#### Instruction:
Each entry that follows is to be retyped exactly. Pictures do not belong in the copy.

#### Excerpted records:

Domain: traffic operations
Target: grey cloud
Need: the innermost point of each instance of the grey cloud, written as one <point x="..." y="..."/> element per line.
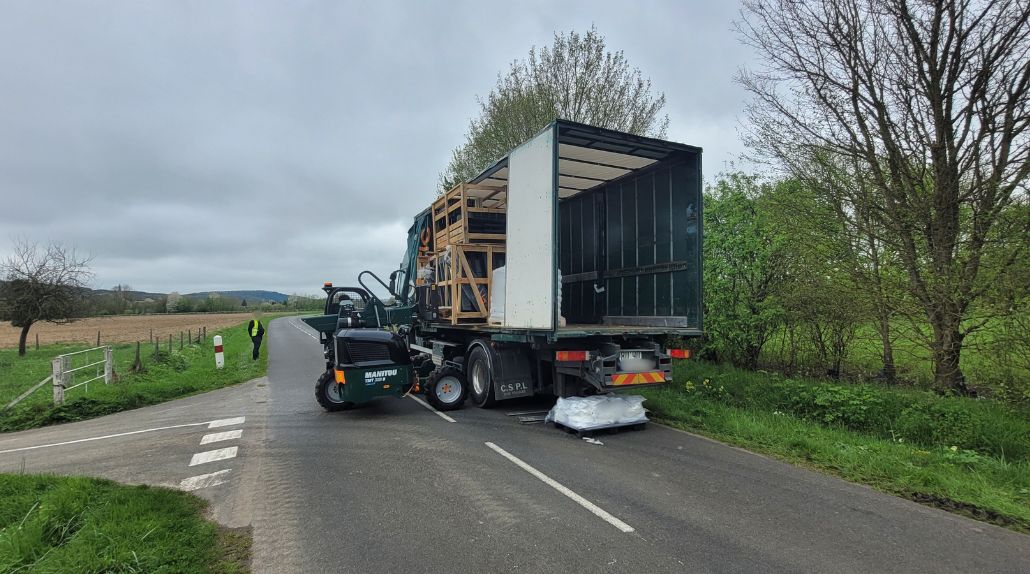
<point x="196" y="145"/>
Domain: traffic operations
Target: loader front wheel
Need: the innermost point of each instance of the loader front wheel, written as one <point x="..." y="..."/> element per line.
<point x="330" y="395"/>
<point x="446" y="389"/>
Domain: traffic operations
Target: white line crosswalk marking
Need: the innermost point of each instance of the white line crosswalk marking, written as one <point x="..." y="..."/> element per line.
<point x="216" y="437"/>
<point x="226" y="421"/>
<point x="205" y="480"/>
<point x="212" y="456"/>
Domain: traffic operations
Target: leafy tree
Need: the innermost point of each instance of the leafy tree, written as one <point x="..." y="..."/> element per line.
<point x="42" y="284"/>
<point x="745" y="265"/>
<point x="575" y="78"/>
<point x="931" y="102"/>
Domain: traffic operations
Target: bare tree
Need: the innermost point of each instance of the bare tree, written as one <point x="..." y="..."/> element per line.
<point x="931" y="100"/>
<point x="575" y="78"/>
<point x="42" y="284"/>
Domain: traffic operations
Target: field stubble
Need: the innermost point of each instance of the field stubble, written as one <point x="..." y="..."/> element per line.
<point x="121" y="329"/>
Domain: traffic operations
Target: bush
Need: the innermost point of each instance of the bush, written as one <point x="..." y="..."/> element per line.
<point x="857" y="408"/>
<point x="916" y="416"/>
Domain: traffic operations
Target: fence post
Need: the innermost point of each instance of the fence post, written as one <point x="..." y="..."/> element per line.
<point x="109" y="364"/>
<point x="58" y="372"/>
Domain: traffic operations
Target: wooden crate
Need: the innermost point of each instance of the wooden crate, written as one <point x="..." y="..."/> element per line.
<point x="465" y="274"/>
<point x="470" y="214"/>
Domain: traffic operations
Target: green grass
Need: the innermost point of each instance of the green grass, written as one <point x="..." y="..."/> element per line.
<point x="854" y="434"/>
<point x="170" y="375"/>
<point x="989" y="362"/>
<point x="70" y="525"/>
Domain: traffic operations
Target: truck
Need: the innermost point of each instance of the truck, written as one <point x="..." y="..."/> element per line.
<point x="572" y="267"/>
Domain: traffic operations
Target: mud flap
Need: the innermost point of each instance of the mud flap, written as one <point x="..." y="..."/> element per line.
<point x="512" y="373"/>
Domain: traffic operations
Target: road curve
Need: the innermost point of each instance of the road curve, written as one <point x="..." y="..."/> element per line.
<point x="393" y="487"/>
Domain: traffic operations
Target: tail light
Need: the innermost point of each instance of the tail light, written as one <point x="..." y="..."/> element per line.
<point x="572" y="356"/>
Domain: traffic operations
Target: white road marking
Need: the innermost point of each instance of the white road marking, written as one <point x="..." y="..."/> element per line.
<point x="563" y="490"/>
<point x="227" y="421"/>
<point x="204" y="480"/>
<point x="215" y="437"/>
<point x="212" y="456"/>
<point x="428" y="406"/>
<point x="76" y="441"/>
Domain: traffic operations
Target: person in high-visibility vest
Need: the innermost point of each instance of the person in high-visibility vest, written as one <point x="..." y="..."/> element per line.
<point x="256" y="331"/>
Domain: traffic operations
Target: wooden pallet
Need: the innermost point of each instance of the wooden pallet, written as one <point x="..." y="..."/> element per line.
<point x="457" y="213"/>
<point x="456" y="276"/>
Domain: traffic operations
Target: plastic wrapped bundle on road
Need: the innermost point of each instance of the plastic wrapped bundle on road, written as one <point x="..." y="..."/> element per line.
<point x="599" y="411"/>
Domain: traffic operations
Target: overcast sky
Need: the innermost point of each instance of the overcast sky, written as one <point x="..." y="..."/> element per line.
<point x="197" y="145"/>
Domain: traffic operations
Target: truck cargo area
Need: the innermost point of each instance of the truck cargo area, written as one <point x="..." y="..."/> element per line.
<point x="603" y="226"/>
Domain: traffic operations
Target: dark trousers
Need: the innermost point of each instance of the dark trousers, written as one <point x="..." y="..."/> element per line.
<point x="256" y="341"/>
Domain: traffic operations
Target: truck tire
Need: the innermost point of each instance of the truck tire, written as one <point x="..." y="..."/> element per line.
<point x="480" y="378"/>
<point x="446" y="389"/>
<point x="327" y="396"/>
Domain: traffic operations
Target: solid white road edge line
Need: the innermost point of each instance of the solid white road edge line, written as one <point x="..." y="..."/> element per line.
<point x="227" y="421"/>
<point x="599" y="512"/>
<point x="204" y="480"/>
<point x="215" y="437"/>
<point x="212" y="456"/>
<point x="76" y="441"/>
<point x="428" y="406"/>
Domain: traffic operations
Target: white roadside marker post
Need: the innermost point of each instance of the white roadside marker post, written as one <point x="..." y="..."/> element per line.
<point x="219" y="358"/>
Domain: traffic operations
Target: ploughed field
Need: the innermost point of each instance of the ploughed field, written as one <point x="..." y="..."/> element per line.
<point x="121" y="329"/>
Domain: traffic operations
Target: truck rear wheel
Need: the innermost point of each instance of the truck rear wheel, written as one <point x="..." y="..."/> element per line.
<point x="329" y="394"/>
<point x="480" y="378"/>
<point x="446" y="389"/>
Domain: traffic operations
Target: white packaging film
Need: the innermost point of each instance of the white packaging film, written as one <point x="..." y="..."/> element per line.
<point x="498" y="297"/>
<point x="598" y="411"/>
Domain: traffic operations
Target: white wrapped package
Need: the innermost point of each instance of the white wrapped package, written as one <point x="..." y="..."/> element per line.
<point x="498" y="297"/>
<point x="594" y="412"/>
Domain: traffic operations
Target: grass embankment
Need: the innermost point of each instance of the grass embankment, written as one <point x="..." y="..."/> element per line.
<point x="966" y="456"/>
<point x="50" y="524"/>
<point x="170" y="375"/>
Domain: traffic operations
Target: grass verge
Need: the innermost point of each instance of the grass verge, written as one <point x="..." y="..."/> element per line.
<point x="765" y="414"/>
<point x="52" y="524"/>
<point x="168" y="375"/>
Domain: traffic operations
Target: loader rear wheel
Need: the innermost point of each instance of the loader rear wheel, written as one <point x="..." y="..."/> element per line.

#### Problem solution:
Domain: traffic operations
Target: grey cloud
Need: the innermost point of each instance of the grey cloud, written as one <point x="..." y="..."/> element per line.
<point x="196" y="145"/>
Domain: traffic operations
Target: loader front wheel
Need: the innermost point of each instance of the loader front wheel, written as one <point x="..." y="..."/> element per line.
<point x="330" y="395"/>
<point x="446" y="389"/>
Domain: traffic operations
Target: white line crosswalk marking
Need: the innermost point of each instance of the white line crosswalk marking, written as one <point x="..." y="..."/> element per line.
<point x="216" y="437"/>
<point x="226" y="421"/>
<point x="205" y="480"/>
<point x="212" y="456"/>
Domain: traffic operations
Target: leafy tree
Need: the innermost point of each instance of the leafy tree, written as one <point x="..." y="..."/> element per line.
<point x="42" y="284"/>
<point x="745" y="265"/>
<point x="575" y="78"/>
<point x="931" y="102"/>
Domain: traffic operations
Target: bare tree
Need: the innermost point of each instance of the bare tree, written as one <point x="..." y="..."/> element per line.
<point x="931" y="100"/>
<point x="575" y="78"/>
<point x="42" y="284"/>
Domain: traffic operations
Target: field stubble
Need: the innermost point of each instance of the field stubble, written as one <point x="..." y="..."/> element per line.
<point x="121" y="329"/>
Domain: traffic operations
Target: bush
Need: the innermost point of each instance of the bush, written as one <point x="..." y="..."/> element per line.
<point x="857" y="408"/>
<point x="916" y="416"/>
Domain: traffic operations
Target: fence post
Need: the innermost point of each instance of the fence post, written as one <point x="..." y="..."/> element per line.
<point x="109" y="364"/>
<point x="58" y="372"/>
Domain: traffic operations
Target: wooden crate
Need: the innermost point of each instance of the wooden crate, written as one <point x="..." y="..."/> element per line.
<point x="465" y="274"/>
<point x="470" y="214"/>
Domain: traffic operations
Target: green grass
Need: the innermost point of each instance of the green grass, written as one <point x="..." y="..."/> element per line.
<point x="854" y="434"/>
<point x="170" y="375"/>
<point x="989" y="362"/>
<point x="70" y="525"/>
Domain: traffic operations
Target: truck
Need: the innermost point of each instance of the truck, written as one <point x="..." y="..."/> element per line.
<point x="572" y="267"/>
Domain: traffic operations
Target: mud flap
Need: the innermost point of each instance of the mud flap, written as one <point x="..." y="..."/> element per line.
<point x="512" y="373"/>
Domain: traffic operations
Target: road curve
Need: the innermost point of each instance of the road curve, written as one <point x="..." y="..."/> element per line.
<point x="393" y="487"/>
Domain: traffic operations
Target: tail light
Need: the innermost point of each instance of the tail light, written as one <point x="..." y="..."/> element per line.
<point x="572" y="356"/>
Domain: traffic operations
Target: white road marking
Need: the innermost point of each instance of the white road marking, written as one <point x="..." y="..."/> element per line.
<point x="563" y="490"/>
<point x="227" y="421"/>
<point x="204" y="480"/>
<point x="215" y="437"/>
<point x="212" y="456"/>
<point x="428" y="406"/>
<point x="76" y="441"/>
Domain: traffic operations
Target: person in high-visibility vest
Need: the innermost point of each instance of the person in high-visibility vest, written as one <point x="..." y="..."/> element per line.
<point x="256" y="331"/>
Domain: traffic operations
Target: wooden pallet
Need: the innermost point of each instance of the wooden pallet, written as one <point x="..." y="..."/> element per line.
<point x="457" y="213"/>
<point x="456" y="276"/>
Domain: traffic operations
Target: plastic wrapped bundle on road
Need: the innermost point of each instance of the plastic wrapped bundle on road, written as one <point x="..." y="..."/> element per line.
<point x="599" y="411"/>
Domain: traffic operations
Target: overcast sky
Need: the innermost point of each instance of the overcast sky, written as one <point x="..." y="..."/> element per line.
<point x="197" y="145"/>
Domain: traffic operations
Target: truck cargo area
Need: the innermost point of each instance of the truck cargo area, written as one <point x="..." y="..."/> element per line.
<point x="603" y="226"/>
Domain: traffic operations
Target: dark trousers
Need: the innermost point of each instance of the dark trousers, written as one <point x="..." y="..."/> element per line.
<point x="256" y="341"/>
Domain: traffic operations
Target: truck tire
Need: the innermost point of each instance of the truck tire, written as one <point x="..." y="..."/> element per line.
<point x="480" y="378"/>
<point x="446" y="389"/>
<point x="327" y="396"/>
Domain: traffic operations
Target: solid white road edge line
Need: the innermost point of each instance of the solid white road edge line, written as one <point x="..." y="..."/> element per line.
<point x="227" y="421"/>
<point x="599" y="512"/>
<point x="204" y="480"/>
<point x="215" y="437"/>
<point x="212" y="456"/>
<point x="76" y="441"/>
<point x="428" y="406"/>
Domain: traffic operations
Target: white roadside marker post
Need: the innermost point of each instance of the white roadside marker post, written as one <point x="..." y="..."/> element per line.
<point x="219" y="358"/>
Domain: traffic operations
Target: ploughed field
Need: the innermost point of each instance of the ploughed field, written as one <point x="..." y="..."/> element per line.
<point x="121" y="329"/>
Domain: traffic operations
Target: truck rear wheel
Need: the innermost point of each instance of the truck rear wheel, written as one <point x="..." y="..."/> element per line.
<point x="329" y="394"/>
<point x="480" y="378"/>
<point x="446" y="389"/>
Domain: traffic operations
Target: white packaging film
Need: the innermost point of each instance of the white packaging film, written as one <point x="..." y="..."/> element per line.
<point x="498" y="297"/>
<point x="598" y="411"/>
Domain: traffic operations
Target: white wrapped package
Need: the innermost point of each instance of the white wrapped package, written as one <point x="..." y="..."/> element per line.
<point x="498" y="297"/>
<point x="594" y="412"/>
Domain: traffic operations
Target: grass embankment
Need: the innermost point of each instance of the grass embankment, written as one <point x="..." y="..."/> element per line.
<point x="966" y="456"/>
<point x="50" y="524"/>
<point x="170" y="375"/>
Domain: traffic operations
Target: grass verge
Need: the innermost point of each instance of the grass verge, written as one <point x="..." y="..."/> element per line.
<point x="765" y="414"/>
<point x="52" y="524"/>
<point x="168" y="375"/>
Domain: traffic operations
Target: loader rear wheel
Need: the innermost point of each instance of the loader rear wheel, written as one <point x="..." y="..."/> element per line.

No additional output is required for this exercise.